A block of data:
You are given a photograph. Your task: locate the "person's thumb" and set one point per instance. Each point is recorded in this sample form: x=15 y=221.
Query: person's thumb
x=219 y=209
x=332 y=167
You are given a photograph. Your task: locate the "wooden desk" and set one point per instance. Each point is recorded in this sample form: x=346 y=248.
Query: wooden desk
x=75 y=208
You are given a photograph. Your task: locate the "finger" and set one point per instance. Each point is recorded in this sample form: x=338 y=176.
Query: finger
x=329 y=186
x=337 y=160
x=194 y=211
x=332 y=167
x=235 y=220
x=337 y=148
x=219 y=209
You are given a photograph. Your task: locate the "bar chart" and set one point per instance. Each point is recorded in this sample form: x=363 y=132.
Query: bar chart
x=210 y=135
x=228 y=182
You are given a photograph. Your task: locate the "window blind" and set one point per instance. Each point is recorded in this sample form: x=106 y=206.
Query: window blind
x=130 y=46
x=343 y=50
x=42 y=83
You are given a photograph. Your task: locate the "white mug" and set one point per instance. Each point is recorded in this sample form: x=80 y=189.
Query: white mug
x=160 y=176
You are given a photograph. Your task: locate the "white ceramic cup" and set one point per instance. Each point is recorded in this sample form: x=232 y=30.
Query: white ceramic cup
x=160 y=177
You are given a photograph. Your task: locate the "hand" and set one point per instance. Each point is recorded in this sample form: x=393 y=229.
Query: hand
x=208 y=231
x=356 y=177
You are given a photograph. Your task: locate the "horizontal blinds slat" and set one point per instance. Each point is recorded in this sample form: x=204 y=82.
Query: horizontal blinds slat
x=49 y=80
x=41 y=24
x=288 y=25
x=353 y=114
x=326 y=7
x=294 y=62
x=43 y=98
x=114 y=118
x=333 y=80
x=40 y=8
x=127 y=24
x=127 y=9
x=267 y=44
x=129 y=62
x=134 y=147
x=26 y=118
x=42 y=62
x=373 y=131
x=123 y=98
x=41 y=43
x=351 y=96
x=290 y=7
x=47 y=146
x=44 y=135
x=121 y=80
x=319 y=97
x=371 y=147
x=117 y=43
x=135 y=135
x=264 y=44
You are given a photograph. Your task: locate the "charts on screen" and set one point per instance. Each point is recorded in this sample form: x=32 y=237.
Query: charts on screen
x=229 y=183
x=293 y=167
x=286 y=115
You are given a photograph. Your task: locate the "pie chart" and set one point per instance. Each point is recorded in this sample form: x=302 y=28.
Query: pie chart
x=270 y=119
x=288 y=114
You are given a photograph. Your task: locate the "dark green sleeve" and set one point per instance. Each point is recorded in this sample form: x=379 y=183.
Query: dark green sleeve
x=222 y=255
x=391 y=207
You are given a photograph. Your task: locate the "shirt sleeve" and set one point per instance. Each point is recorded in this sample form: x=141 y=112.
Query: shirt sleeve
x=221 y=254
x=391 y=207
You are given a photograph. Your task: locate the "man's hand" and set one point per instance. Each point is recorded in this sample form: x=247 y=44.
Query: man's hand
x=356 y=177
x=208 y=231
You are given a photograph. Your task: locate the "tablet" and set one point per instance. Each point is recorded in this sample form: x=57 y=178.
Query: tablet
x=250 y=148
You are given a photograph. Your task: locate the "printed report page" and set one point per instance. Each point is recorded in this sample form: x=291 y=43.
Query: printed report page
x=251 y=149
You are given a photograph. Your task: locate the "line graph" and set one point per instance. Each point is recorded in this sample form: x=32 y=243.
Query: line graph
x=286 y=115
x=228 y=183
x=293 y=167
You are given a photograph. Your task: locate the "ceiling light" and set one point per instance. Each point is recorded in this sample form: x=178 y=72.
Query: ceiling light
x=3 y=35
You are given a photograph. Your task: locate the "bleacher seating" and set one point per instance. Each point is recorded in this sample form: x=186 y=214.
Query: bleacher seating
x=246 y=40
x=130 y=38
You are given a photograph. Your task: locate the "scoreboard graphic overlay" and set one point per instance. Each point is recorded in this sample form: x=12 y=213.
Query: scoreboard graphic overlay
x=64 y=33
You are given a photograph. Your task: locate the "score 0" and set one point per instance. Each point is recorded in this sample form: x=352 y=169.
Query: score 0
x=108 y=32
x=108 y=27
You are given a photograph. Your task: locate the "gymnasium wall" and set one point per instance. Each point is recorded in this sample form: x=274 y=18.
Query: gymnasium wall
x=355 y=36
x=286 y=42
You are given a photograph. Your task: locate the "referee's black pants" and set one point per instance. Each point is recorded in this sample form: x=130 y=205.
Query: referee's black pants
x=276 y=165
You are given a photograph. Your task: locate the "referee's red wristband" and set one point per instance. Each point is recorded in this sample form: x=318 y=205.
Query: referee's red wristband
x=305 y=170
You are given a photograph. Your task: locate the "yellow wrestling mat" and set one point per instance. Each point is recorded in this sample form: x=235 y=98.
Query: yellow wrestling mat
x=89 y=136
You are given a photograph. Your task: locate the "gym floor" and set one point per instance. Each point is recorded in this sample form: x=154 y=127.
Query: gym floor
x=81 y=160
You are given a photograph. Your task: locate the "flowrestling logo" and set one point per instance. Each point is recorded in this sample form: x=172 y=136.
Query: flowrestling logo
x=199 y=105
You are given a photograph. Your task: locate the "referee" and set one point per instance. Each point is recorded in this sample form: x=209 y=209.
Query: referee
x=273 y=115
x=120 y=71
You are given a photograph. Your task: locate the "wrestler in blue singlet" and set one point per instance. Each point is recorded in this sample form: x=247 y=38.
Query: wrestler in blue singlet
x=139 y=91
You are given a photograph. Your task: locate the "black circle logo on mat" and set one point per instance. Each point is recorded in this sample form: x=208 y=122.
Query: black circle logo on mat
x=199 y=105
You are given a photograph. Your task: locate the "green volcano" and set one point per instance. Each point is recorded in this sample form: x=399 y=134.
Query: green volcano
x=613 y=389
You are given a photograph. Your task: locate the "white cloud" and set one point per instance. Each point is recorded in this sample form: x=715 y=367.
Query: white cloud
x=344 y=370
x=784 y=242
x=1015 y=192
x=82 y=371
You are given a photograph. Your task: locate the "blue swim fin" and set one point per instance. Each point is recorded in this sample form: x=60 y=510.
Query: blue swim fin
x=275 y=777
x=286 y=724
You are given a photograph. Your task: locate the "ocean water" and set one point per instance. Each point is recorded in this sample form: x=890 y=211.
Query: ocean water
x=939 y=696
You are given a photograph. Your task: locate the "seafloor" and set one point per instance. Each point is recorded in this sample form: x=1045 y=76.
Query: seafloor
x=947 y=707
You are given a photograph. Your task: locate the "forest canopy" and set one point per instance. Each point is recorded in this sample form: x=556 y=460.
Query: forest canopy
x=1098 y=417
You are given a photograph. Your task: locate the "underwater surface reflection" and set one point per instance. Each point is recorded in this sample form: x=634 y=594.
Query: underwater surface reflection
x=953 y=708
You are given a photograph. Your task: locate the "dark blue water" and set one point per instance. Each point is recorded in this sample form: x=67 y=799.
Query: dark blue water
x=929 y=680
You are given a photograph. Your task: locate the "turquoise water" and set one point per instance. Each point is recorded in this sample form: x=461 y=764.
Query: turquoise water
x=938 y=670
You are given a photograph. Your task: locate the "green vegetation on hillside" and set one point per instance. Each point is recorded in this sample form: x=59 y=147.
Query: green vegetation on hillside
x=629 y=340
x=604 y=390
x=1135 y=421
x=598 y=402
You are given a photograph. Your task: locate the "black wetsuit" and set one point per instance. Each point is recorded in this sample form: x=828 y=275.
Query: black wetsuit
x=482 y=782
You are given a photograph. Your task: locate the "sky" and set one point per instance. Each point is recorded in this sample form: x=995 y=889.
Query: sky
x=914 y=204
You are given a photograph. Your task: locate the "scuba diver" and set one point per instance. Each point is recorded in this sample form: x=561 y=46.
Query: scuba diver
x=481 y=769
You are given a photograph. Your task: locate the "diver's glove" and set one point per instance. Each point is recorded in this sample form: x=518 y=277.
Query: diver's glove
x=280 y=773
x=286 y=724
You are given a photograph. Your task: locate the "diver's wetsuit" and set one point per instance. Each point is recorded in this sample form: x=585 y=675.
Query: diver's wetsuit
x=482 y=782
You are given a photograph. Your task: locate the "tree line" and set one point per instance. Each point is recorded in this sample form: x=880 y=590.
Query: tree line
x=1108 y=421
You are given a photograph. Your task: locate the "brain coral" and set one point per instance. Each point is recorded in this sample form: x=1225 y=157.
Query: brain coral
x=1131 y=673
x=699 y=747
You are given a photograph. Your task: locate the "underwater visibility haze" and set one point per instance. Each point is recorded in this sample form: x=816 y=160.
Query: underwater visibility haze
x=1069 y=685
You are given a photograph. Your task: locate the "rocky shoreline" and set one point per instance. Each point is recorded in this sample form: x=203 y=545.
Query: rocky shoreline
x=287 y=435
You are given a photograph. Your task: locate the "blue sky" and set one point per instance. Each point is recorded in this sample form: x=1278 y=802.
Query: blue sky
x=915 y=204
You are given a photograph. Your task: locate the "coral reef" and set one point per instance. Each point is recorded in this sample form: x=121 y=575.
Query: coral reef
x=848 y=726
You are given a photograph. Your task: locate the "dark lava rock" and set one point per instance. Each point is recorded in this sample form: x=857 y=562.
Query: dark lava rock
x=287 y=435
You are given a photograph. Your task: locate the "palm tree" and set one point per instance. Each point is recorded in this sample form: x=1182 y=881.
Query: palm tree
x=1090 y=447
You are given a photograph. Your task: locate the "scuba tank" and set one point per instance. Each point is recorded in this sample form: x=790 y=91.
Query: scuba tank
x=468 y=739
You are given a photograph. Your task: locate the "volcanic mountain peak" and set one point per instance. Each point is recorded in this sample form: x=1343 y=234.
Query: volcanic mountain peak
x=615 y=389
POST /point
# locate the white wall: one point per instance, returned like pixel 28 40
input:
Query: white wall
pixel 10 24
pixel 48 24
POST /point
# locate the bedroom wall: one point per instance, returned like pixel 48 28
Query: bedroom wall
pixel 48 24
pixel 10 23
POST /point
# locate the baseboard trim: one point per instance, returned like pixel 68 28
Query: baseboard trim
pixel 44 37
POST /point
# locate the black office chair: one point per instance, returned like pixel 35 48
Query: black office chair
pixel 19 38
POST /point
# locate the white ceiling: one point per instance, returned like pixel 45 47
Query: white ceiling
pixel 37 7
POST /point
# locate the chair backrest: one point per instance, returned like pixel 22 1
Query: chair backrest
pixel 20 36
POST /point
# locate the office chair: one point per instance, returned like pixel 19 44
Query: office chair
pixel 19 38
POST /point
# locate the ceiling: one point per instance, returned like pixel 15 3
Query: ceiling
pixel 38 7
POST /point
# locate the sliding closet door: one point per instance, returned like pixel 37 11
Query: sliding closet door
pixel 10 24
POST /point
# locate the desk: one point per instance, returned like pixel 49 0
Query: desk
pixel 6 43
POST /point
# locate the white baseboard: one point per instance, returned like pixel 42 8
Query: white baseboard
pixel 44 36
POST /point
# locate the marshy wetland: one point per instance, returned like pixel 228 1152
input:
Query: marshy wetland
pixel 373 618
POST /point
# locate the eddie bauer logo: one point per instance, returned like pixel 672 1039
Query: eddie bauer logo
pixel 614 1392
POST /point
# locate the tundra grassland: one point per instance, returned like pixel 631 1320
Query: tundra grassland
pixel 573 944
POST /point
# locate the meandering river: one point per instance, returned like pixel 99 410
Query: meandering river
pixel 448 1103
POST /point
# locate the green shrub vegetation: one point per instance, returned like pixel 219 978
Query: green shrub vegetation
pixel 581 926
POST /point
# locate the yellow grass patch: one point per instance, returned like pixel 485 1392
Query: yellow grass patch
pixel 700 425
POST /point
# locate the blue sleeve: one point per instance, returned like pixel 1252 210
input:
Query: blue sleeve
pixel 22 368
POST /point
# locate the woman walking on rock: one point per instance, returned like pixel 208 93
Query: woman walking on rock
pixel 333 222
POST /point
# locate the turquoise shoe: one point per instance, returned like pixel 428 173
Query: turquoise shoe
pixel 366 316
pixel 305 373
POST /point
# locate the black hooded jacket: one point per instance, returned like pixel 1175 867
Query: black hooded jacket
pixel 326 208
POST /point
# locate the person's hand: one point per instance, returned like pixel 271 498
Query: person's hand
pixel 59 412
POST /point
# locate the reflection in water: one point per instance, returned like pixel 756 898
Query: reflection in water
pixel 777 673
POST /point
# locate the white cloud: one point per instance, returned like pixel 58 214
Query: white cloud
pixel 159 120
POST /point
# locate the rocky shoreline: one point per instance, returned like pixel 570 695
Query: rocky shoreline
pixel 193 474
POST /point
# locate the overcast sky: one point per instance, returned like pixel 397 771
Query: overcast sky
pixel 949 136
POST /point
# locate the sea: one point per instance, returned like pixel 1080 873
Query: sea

* **YOUR INSTRUCTIONS**
Print the lines of the material unchanged, starting at the line that contains "form: x=363 y=132." and ending after the line that contains "x=228 y=182".

* **COMPLETED TASK**
You are given a photograph. Your task: locate the "bar chart" and set one point per instance. Each point is recorded in this sample form: x=363 y=132.
Query: bar chart
x=210 y=135
x=228 y=182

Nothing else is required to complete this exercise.